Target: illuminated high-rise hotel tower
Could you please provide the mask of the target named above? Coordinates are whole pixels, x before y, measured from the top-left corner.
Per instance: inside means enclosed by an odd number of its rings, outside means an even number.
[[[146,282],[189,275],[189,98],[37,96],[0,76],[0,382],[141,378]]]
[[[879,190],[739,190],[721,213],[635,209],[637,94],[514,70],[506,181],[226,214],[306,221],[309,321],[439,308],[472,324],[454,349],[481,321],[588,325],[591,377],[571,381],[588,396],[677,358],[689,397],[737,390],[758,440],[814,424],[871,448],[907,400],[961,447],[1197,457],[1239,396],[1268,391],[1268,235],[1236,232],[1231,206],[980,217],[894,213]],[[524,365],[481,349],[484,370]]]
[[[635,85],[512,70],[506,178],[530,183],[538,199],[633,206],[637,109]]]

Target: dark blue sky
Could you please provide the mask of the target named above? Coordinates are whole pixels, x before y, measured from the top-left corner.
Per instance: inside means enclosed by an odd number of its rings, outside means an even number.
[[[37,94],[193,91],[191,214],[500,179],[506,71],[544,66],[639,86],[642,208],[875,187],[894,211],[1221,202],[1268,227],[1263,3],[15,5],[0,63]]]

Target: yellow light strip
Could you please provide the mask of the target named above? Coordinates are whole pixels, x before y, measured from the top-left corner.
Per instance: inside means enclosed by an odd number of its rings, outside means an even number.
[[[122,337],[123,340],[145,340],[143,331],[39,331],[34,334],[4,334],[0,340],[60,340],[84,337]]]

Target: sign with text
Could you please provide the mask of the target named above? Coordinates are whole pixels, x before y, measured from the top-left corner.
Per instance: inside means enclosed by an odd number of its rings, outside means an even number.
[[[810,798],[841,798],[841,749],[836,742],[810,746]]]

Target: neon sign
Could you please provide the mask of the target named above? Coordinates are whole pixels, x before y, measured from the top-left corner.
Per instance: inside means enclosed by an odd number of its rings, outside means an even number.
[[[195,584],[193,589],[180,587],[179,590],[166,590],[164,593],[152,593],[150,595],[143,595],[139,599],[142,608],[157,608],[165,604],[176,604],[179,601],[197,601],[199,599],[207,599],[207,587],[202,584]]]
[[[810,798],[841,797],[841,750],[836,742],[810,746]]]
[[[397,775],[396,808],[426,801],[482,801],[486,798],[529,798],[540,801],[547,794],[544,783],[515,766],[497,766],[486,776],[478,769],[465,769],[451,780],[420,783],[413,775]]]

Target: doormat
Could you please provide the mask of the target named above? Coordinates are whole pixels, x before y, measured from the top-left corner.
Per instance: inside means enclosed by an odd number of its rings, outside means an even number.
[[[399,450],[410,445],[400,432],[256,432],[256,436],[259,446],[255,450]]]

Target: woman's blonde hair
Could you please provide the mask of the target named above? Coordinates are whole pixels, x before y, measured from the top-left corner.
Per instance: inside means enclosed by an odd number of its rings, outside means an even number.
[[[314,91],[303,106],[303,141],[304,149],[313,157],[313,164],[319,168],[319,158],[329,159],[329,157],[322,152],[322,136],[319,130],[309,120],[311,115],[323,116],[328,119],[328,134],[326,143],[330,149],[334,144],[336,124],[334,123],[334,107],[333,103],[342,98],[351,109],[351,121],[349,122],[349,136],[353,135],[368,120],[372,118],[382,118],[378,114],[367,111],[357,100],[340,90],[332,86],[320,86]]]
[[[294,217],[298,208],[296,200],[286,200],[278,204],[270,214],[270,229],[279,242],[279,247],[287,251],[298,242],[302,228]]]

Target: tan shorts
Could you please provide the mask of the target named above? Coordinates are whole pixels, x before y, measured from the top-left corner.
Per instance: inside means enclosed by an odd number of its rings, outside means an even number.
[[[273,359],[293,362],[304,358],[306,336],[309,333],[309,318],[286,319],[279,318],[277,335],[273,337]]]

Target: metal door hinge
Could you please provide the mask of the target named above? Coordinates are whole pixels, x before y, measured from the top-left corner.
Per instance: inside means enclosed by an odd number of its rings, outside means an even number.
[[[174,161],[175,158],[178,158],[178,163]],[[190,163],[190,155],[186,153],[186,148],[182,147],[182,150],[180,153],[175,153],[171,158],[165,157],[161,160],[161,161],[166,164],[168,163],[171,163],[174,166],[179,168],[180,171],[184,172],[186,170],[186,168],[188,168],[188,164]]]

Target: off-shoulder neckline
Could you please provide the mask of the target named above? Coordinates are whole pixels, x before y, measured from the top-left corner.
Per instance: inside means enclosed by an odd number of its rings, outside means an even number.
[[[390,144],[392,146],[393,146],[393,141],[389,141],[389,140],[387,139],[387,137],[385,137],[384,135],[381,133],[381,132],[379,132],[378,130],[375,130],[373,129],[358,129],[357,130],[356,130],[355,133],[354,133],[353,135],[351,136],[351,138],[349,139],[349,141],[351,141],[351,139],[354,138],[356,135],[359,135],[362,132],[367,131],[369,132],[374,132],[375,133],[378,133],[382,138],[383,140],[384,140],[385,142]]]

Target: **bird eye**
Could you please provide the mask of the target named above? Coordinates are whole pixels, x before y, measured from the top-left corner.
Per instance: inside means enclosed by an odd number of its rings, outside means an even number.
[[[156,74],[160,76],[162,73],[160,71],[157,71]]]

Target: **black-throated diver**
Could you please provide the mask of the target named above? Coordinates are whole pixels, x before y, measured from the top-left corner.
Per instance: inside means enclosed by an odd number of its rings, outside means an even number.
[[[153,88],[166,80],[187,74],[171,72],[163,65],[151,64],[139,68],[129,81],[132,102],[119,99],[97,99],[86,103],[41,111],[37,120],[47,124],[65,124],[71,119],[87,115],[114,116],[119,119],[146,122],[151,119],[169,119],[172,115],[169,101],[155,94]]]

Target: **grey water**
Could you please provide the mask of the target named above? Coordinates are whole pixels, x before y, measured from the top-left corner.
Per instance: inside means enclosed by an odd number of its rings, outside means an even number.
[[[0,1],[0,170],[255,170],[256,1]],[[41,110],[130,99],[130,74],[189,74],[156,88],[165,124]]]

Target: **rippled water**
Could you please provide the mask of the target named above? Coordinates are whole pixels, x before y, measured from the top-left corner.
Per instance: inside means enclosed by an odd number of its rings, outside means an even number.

TAREA A REALIZAR — Por favor, cita textualmente las líneas de arriba desde la que contiene "Target: **rippled water**" hasta la última, ambas incluidas.

RESULTADO DEL EJERCICIO —
Target: **rippled water**
Could you please provide the mask of the target named above? Coordinates are whole pixels, x before y, measured from the top-left corner.
Per instance: inside means enclosed by an odd number of its rings, outside means an even number.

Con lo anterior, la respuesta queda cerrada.